Communism was over and Christmases changed for us in the city. We had carolers there, too, and it became a lot more commercial: we got nice presents, wrapped in nice paper, or bagged in nice bags. The food and drinking and carrying on for days was still the same. The closeness of family was nice, too. We are closely-knit families back home as it is, but for some reason getting together for The Holidays (we celebrate New Year's for days, too, then the other holidays of January) was always special: we all contemplated as a family what we left behind in the old year and we made plans on what the new year is going to look like. We hoped. We dreamed. And we shared.

And then, I moved to the US. Here, every year seems different. I have had the good fortune to meet some people that welcomed me into their homes for Christmas and included me in their traditions. And now, after 19 Christmases on this side of The Pond, I have made my own traditions that are a mish-mash of what I have learned from everyone's celebrations, including my family's.

**Things to do:**
1. From the Christmas passage, list each thing the family did together at the holiday gatherings, as the passage states them.
2. Pick up the Christmas passage after its final sentence and carry it on in the same first-person voice.

**Data provided:**

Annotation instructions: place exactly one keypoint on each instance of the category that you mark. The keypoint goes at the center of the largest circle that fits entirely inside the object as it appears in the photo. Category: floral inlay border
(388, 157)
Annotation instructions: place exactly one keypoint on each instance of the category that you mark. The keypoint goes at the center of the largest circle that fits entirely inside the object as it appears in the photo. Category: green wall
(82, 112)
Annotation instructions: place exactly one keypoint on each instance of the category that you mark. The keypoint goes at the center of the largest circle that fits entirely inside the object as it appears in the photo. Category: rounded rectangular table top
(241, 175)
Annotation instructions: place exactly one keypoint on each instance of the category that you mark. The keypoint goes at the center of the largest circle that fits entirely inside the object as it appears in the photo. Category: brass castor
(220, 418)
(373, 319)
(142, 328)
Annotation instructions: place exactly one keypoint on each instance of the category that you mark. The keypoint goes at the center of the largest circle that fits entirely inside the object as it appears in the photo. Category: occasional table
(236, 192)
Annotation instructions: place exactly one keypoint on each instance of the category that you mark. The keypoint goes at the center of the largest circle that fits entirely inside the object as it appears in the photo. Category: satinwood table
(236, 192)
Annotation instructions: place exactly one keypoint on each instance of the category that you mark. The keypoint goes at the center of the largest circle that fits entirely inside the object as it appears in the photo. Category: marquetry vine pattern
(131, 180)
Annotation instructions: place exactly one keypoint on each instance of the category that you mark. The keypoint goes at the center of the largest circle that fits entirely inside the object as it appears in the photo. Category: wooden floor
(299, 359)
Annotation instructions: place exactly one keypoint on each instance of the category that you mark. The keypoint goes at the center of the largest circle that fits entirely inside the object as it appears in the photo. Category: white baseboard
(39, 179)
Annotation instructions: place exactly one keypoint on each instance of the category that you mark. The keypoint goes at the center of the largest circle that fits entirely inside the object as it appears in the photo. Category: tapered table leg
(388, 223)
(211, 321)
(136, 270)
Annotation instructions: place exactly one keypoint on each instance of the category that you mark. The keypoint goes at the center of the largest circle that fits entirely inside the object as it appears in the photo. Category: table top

**The replies:**
1.
- Contemplated as a family what they left behind in the old year
- Made plans on what the new year is going to look like
- Hoped
- Dreamed
- Shared

2.
Some memories that come to mind from these past years: the years I spent Christmas with wonderful friends in Charlotte, NC – I am still, to this day, yet to see the amount of presents and bounty that they displaye at Christmas! They are some of the most generous people I have ever known, with warm hearts, too.

For a brief time in my life, I had an uncle (by marriage) and he decorated his house like a Christmas store. There was no shelf untouched, no corner, even the railings of the house were full of Christmas 'scenes' and dripping with artificial snow. He had hundreds of Santa figurines and snowmen, too. He started decorating around Halloween to be ready at Christmas. I spent just two years at his house, for Christmas, but they stick in my mind as being special, because of his joy, like a little kid, showing off his decorated house.

Then, there were Christmases that I spent alone with my cats while being on-call for work. I still cooked like my family taught me, and during my free time, binge-watched Hallmark Christmas movies and marathons of home improvement shows. Having sent off presents to family afar and meeting with other friends around town on non-Christmas days made it feel special to me, in a different sort of way.

One year, I went to a carol concert at a church on Christmas Eve, invited by a, then, coworker. She and her husband were alone that evening and would not let me go to be alone at my house: they invited me for dinner at their house instead. They had a tree and a simple dinner (I don't remember what it was, but not sure it was ham and fixings at all). It felt a little uncomfortable at first, but in the end I felt less alone.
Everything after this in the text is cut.